*** GIVEN ENTRIES

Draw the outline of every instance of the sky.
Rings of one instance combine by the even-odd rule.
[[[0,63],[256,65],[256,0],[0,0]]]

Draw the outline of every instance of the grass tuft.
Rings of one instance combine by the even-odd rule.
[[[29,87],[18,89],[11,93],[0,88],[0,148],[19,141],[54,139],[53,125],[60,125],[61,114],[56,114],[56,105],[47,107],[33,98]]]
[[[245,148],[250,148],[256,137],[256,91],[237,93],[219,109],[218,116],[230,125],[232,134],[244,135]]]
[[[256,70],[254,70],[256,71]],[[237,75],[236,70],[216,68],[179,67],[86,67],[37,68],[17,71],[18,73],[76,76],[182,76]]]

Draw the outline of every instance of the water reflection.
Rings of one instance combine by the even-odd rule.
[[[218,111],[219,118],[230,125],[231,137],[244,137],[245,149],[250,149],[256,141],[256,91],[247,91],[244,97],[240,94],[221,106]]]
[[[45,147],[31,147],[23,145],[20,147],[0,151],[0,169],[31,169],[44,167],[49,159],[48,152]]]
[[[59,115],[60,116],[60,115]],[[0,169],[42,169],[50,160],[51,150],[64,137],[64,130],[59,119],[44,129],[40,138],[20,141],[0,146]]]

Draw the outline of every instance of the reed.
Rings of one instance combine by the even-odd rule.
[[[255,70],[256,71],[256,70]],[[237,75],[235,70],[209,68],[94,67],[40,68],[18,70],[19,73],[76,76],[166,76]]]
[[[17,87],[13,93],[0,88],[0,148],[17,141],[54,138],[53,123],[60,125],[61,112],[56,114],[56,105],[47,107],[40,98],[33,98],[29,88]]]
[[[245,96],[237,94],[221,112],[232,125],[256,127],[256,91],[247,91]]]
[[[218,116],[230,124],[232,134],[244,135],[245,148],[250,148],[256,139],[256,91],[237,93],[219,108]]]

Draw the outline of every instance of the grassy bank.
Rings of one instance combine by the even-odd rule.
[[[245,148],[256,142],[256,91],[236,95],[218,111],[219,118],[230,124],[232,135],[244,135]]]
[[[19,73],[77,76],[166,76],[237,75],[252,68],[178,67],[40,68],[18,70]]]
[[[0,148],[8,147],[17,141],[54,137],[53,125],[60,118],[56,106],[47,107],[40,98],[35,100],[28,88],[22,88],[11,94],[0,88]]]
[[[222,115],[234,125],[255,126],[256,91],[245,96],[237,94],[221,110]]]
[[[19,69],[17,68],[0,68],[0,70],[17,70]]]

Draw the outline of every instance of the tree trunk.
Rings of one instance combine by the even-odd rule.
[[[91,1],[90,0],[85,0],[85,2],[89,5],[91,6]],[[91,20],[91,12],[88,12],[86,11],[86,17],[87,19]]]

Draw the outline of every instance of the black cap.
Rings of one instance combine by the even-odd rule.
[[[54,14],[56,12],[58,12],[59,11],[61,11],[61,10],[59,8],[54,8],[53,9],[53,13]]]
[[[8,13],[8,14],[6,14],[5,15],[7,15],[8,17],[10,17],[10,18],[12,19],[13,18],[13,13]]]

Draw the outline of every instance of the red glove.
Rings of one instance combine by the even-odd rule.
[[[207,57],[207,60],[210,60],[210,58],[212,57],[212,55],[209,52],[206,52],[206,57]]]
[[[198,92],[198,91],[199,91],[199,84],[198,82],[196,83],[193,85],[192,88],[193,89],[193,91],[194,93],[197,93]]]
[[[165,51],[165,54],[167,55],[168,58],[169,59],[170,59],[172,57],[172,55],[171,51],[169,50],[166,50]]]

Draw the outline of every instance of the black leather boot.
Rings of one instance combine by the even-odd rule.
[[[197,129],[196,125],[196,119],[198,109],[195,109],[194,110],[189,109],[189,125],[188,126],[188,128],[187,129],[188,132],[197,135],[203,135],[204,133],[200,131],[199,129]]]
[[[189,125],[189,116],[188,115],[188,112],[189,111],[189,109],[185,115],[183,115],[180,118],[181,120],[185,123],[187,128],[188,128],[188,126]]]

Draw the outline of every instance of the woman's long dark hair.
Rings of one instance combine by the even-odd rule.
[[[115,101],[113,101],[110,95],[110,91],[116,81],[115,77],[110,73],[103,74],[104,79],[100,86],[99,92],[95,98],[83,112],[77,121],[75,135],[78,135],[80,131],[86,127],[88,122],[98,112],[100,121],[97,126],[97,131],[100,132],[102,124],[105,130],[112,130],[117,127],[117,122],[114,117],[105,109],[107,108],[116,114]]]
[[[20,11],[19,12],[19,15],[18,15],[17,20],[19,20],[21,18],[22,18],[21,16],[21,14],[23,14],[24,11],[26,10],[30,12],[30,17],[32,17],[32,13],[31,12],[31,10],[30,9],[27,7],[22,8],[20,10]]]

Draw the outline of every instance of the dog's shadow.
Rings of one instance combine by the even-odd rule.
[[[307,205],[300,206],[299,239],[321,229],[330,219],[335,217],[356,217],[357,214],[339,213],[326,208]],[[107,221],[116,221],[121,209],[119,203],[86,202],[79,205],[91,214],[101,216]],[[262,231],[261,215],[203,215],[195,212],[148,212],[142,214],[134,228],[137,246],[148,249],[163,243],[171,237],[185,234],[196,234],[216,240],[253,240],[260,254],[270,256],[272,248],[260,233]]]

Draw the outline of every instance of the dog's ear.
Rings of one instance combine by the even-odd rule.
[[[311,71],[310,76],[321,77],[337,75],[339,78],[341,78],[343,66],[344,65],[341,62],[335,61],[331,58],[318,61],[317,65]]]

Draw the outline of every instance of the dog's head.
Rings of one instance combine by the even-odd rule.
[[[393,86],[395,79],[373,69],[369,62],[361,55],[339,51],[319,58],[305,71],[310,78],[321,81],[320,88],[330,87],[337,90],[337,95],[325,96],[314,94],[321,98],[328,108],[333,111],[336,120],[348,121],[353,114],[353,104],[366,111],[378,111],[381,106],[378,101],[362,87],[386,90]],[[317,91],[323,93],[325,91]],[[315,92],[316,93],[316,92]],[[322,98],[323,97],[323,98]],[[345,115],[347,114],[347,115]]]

******

PROBLEM TO WORK ON | Convert all the lines above into a two-column CSV with the header instruction,outline. Give one row per request, with its text under instruction and its answer under outline, each in a single quoted field with line breaks replaced by spaces.

WORKED SOLUTION |
instruction,outline
"Draw the outline of every instance of the sky. Rings of one instance combine by the even-odd rule.","[[[0,63],[256,65],[256,0],[0,0]]]"
"Draw the outline of every instance of the grass tuft. Rings of one instance combine by the even-odd rule.","[[[29,87],[18,89],[11,93],[0,88],[0,148],[19,141],[54,139],[53,125],[60,125],[61,114],[56,114],[56,105],[47,107],[33,98]]] [[[245,148],[250,148],[256,137],[256,91],[237,93],[219,109],[218,116],[230,125],[232,134],[244,135]]] [[[256,70],[254,70],[256,71]],[[237,75],[236,70],[216,68],[179,67],[86,67],[37,68],[17,71],[18,73],[76,76],[182,76]]]"
"Draw the outline of every instance of the water reflection. Rings of one instance combine by the even-odd rule.","[[[218,111],[219,118],[230,125],[231,137],[244,137],[245,149],[250,149],[256,141],[256,91],[247,91],[244,97],[240,94],[221,106]]] [[[45,147],[31,147],[23,145],[20,147],[0,151],[0,169],[31,169],[44,167],[49,159],[48,152]]] [[[59,115],[60,116],[60,115]],[[0,169],[42,169],[50,160],[51,150],[64,137],[64,130],[59,119],[44,129],[40,138],[20,141],[0,146]]]"
"Draw the outline of every instance of the reed. Rings of one instance combine by the even-odd rule.","[[[255,70],[256,71],[256,70]],[[237,75],[235,70],[209,68],[94,67],[40,68],[18,70],[19,73],[76,76],[166,76]]] [[[17,87],[13,93],[0,88],[0,148],[17,141],[54,138],[53,123],[60,125],[61,112],[56,114],[56,105],[47,107],[40,98],[33,98],[29,88]]] [[[245,96],[237,94],[221,112],[232,125],[256,127],[256,91],[247,91]]] [[[218,116],[230,124],[232,134],[244,135],[245,148],[250,148],[256,139],[256,91],[237,93],[219,108]]]"
"Draw the outline of every instance of the grassy bank. Rings of one instance combine by the even-odd rule.","[[[245,148],[256,142],[256,91],[236,95],[218,111],[219,118],[230,124],[232,135],[244,135]]] [[[19,73],[77,76],[166,76],[237,75],[252,68],[178,67],[40,68],[18,70]]] [[[0,148],[8,147],[17,141],[54,137],[53,125],[60,118],[56,106],[47,107],[40,98],[35,100],[28,88],[22,88],[11,94],[0,88]]] [[[222,115],[234,125],[255,126],[256,91],[245,96],[237,94],[221,110]]] [[[19,69],[17,68],[0,68],[0,70],[17,70]]]"
"Draw the outline of every instance of the tree trunk. Rings of one instance combine by the even-odd rule.","[[[91,1],[90,0],[85,0],[85,2],[89,5],[91,6]],[[91,20],[91,12],[88,12],[86,11],[86,17],[87,19]]]"
"Draw the outline of every instance of the black cap. Rings of one instance combine by the even-odd rule.","[[[54,14],[56,12],[58,12],[59,11],[61,11],[61,10],[59,8],[54,8],[53,9],[53,13]]] [[[8,13],[8,14],[6,14],[5,15],[7,15],[8,17],[10,17],[10,18],[12,19],[13,18],[13,13]]]"
"Draw the outline of every instance of the red glove. Rings of one instance combine by the even-odd rule.","[[[207,57],[207,60],[210,60],[210,58],[212,57],[212,55],[209,52],[206,52],[206,57]]] [[[198,92],[198,91],[199,91],[199,84],[198,82],[196,83],[193,85],[192,88],[193,89],[193,91],[194,93],[197,93]]] [[[165,51],[165,54],[167,55],[168,58],[169,59],[170,59],[172,57],[172,55],[171,51],[169,50],[166,50]]]"
"Draw the outline of every instance of the black leather boot. Rings of one instance combine by the even-odd rule.","[[[197,129],[196,125],[196,119],[198,109],[195,109],[194,110],[189,109],[189,125],[188,126],[188,128],[187,129],[188,132],[197,135],[203,135],[204,133],[200,131],[199,129]]] [[[189,125],[189,116],[188,115],[188,112],[189,111],[189,109],[185,115],[183,115],[180,118],[181,120],[185,123],[187,128],[188,128],[188,126]]]"
"Draw the outline of every instance of the woman's long dark hair. Rings of one instance combine by the even-odd rule.","[[[115,101],[113,101],[110,95],[110,91],[116,81],[115,77],[110,73],[103,74],[104,79],[100,86],[99,92],[95,98],[83,112],[77,121],[75,135],[78,135],[80,131],[86,127],[88,122],[98,112],[100,121],[97,126],[97,131],[100,132],[102,124],[105,130],[112,130],[117,127],[117,122],[114,117],[105,109],[107,108],[116,114]]] [[[20,11],[19,12],[19,15],[18,15],[17,20],[19,20],[21,18],[22,18],[21,16],[21,14],[23,14],[24,11],[26,10],[30,12],[30,17],[32,17],[32,13],[31,12],[31,10],[30,9],[27,7],[22,8],[20,10]]]"
"Draw the outline of every instance of the dog's shadow. Rings of one instance combine by the even-odd rule.","[[[307,205],[300,206],[299,239],[321,229],[330,219],[335,217],[356,217],[357,214],[339,213],[326,208]],[[107,221],[116,221],[121,209],[119,203],[86,202],[79,205],[91,214],[101,216]],[[262,231],[261,215],[203,215],[195,212],[148,212],[142,214],[134,228],[137,246],[148,249],[163,243],[171,237],[185,234],[196,234],[216,240],[253,240],[260,254],[270,256],[272,248],[260,233]]]"
"Draw the outline of every instance of the dog's ear. Rings of one instance combine by the even-odd rule.","[[[311,71],[310,76],[321,77],[337,75],[339,78],[341,78],[343,66],[344,65],[341,62],[335,61],[331,58],[318,61],[317,65]]]"
"Draw the outline of every instance of the dog's head. Rings of one instance combine by the even-odd rule.","[[[393,86],[395,79],[373,69],[369,62],[361,55],[339,51],[319,58],[305,71],[310,78],[321,81],[320,88],[330,87],[337,90],[337,95],[325,96],[314,94],[321,98],[328,108],[333,111],[336,120],[348,121],[353,114],[353,104],[366,111],[378,111],[381,106],[378,101],[362,87],[386,90]],[[317,91],[323,93],[325,91]],[[315,92],[316,93],[316,92]],[[322,98],[323,97],[323,98]],[[345,115],[347,114],[347,115]]]"